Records
____
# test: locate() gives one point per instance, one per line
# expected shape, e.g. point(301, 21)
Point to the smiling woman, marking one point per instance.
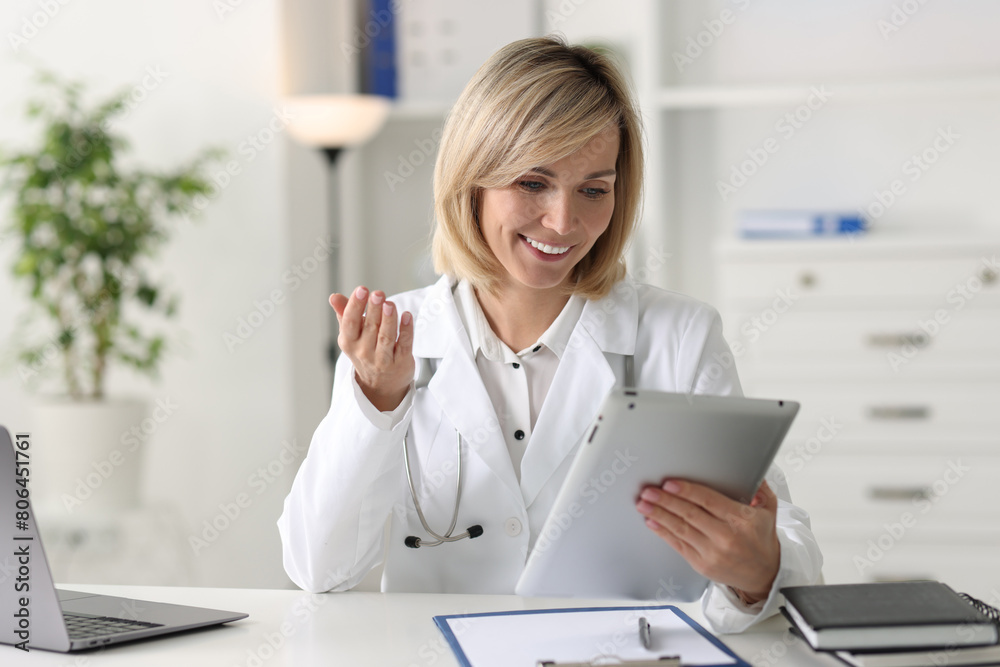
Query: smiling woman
point(461, 405)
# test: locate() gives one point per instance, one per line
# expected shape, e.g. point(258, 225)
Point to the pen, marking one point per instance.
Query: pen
point(663, 661)
point(644, 632)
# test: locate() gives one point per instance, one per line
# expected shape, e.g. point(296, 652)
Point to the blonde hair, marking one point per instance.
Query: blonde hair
point(534, 102)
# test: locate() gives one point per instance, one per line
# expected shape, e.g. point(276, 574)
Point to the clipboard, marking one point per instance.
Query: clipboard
point(526, 638)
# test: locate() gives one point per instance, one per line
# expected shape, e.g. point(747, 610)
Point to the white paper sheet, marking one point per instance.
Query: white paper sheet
point(521, 639)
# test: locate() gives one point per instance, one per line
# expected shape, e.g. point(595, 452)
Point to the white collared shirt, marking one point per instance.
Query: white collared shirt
point(517, 382)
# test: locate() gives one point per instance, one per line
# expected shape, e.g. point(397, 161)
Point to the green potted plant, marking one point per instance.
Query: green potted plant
point(86, 227)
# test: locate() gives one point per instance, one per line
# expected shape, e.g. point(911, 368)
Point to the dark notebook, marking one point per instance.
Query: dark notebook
point(888, 615)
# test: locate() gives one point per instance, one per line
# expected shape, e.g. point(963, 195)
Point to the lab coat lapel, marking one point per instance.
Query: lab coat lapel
point(457, 386)
point(582, 381)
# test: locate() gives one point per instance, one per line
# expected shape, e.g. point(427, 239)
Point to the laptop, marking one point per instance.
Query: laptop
point(38, 615)
point(594, 543)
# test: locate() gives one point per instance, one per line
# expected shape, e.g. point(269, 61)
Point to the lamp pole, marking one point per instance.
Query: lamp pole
point(333, 220)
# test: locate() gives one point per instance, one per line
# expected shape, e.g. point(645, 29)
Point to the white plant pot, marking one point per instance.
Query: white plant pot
point(84, 458)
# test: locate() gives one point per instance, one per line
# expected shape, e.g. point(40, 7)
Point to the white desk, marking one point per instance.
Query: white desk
point(298, 629)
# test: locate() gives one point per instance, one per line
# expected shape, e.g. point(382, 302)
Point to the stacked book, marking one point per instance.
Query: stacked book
point(895, 624)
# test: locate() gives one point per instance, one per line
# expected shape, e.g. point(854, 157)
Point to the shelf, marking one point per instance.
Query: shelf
point(429, 110)
point(738, 95)
point(884, 245)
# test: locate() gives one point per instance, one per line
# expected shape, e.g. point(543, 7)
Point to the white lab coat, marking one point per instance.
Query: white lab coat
point(353, 478)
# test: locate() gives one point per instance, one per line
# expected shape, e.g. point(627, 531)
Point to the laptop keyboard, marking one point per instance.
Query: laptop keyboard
point(84, 627)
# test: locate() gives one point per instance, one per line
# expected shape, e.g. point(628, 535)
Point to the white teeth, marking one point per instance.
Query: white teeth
point(547, 249)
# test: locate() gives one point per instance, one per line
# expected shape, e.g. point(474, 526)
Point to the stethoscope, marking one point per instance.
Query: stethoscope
point(472, 532)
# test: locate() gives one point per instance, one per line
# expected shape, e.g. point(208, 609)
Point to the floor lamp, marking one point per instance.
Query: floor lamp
point(332, 123)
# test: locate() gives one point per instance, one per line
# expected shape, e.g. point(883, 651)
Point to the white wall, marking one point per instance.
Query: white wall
point(222, 82)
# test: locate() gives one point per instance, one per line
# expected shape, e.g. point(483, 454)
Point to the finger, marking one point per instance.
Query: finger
point(338, 302)
point(404, 343)
point(676, 508)
point(717, 504)
point(351, 320)
point(686, 521)
point(373, 316)
point(386, 343)
point(685, 538)
point(765, 497)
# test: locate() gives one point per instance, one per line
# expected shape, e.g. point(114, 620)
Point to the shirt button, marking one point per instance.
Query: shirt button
point(512, 526)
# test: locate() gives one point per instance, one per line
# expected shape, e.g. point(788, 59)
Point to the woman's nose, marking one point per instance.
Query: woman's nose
point(558, 215)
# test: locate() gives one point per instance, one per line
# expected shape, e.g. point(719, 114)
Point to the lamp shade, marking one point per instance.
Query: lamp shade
point(335, 121)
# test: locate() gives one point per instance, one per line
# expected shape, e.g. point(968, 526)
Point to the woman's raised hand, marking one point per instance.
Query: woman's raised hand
point(383, 361)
____
> BRIEF
Write out the listing word for word, omitting the pictures it holds.

> EXERCISE ANSWER
# test: locate() gives one point per instance, one per line
# expected shape, e.g. point(301, 21)
Point to the smiling woman, marking one point per instance.
Query: smiling woman
point(461, 405)
# test: locate() gives one point per instance, one per line
# expected shape, e.g. point(258, 225)
Point to the pen, marking one point per instance.
Query: pen
point(663, 661)
point(644, 632)
# test: locate() gives one point per instance, one per line
# expected shape, e.g. point(296, 652)
Point to the blonde hair, marking one point per instance.
Query: blonde hair
point(534, 102)
# test: locate() gives one point per instance, one per line
# expected shape, e.g. point(276, 574)
Point to the clipboard, marking one point per instance.
Query: clipboard
point(526, 638)
# test: locate() gives one point per instance, one per line
# expected shape, e.g. point(747, 610)
Point to the white paper sheet, marking one point per instance.
Query: white paper sheet
point(521, 639)
# test: locate() gives one point per instance, one per line
# expected shape, e.g. point(595, 452)
Point to the white collared shirt, marking one point per instance.
Query: white collared shirt
point(517, 382)
# test: locate() gives one point per instance, one per line
# expected shape, e.g. point(397, 161)
Point to the green potted plant, marking one point per instance.
Query: green potted plant
point(86, 227)
# test: locate() gives one point per instance, one per line
# expected shape, e.g. point(911, 368)
Point to the dark notebook, marking one point per instance.
Query: dark notebook
point(888, 615)
# test: locate() gives one point per instance, one per line
# expected shape, e.g. point(963, 195)
Point to the lab coat lapel, marking one point per instance.
Query: lab coat lapel
point(457, 386)
point(582, 381)
# test: locate() gives one point per instance, one per line
# expected shape, e.g. point(427, 239)
Point to the laptop, marking one point per instance.
Query: laptop
point(38, 615)
point(594, 543)
# test: locate() gives one point per instance, one per line
# expected shape, e.g. point(269, 61)
Point to the lamp pole, marking one point per instance.
Query: lamp pole
point(333, 220)
# test: locate() gives one point per instance, one per line
# expected shape, e.g. point(645, 29)
Point to the white plant pot, marking one point per instance.
Query: white plant pot
point(84, 458)
# test: locate() gives one point per instance, one per line
# expected shape, e.g. point(40, 7)
Point to the white desk, marking one point per instance.
Query: white desk
point(298, 629)
# test: locate() gives one point per instance, one per line
# expected shape, e.g. point(382, 302)
Point to the stacked book, marking one point per instance.
Query: stacked book
point(895, 624)
# test: locate() gives one point per instance, one per line
# expected shape, e.g. point(854, 157)
Point to the shelf, marking one point per instance.
Query: shelf
point(429, 110)
point(738, 95)
point(884, 245)
# test: locate() gives one point per instance, one per line
# expected shape, e.g. point(543, 7)
Point to the white lab coat, marking one point per instance.
Query: white lab coat
point(353, 478)
# test: locate() gives one point per instance, one per line
# expected shape, e.g. point(627, 531)
Point to the laptop keyboard, marking one point per instance.
Query: laptop keyboard
point(84, 627)
# test: locate() gives one point per instance, one per line
# expected shape, e.g. point(628, 535)
Point to the white teeth, marking one point per instance.
Query: white teeth
point(547, 249)
# test: locate() gives one point per instance, one per line
# expected shape, e.g. point(474, 526)
Point to the stethoscope, marking one point per instance.
Query: stethoscope
point(472, 532)
# test: locate() gives one point per instance, one per line
# expected shape, e.g. point(208, 609)
Point to the floor lamp, marking one point per instance.
Query: floor lamp
point(332, 123)
# test: locate() gives one point per instance, one per line
# expected shape, e.g. point(883, 651)
Point to the white wall, marking one point per instance.
Query: white wall
point(222, 82)
# test: locate() gives one point per instance, one per line
# expected shape, e.g. point(483, 454)
Point to the finger, marking one point per instance.
Query: finger
point(338, 302)
point(404, 343)
point(676, 508)
point(717, 504)
point(351, 320)
point(686, 521)
point(373, 316)
point(386, 343)
point(685, 538)
point(765, 497)
# test: locate() gives one point per instance, one per line
# expected shape, e.g. point(114, 620)
Point to the shirt button, marking one point per instance.
Query: shirt button
point(512, 526)
# test: locate() gives one point per instance, one per line
# expected shape, e.g. point(788, 59)
Point to the woman's nose, marking one point per instance.
Query: woman's nose
point(558, 215)
# test: locate() gives one point per instance, one per line
# expected shape, e.g. point(719, 114)
Point to the lamp shade, marking one point per instance.
Query: lamp shade
point(335, 121)
# test: locate() gives one point per instance, one per line
# expected shape, e.g. point(968, 526)
Point to the woman's raised hand, marking one point per instance.
Query: woman's raised hand
point(383, 361)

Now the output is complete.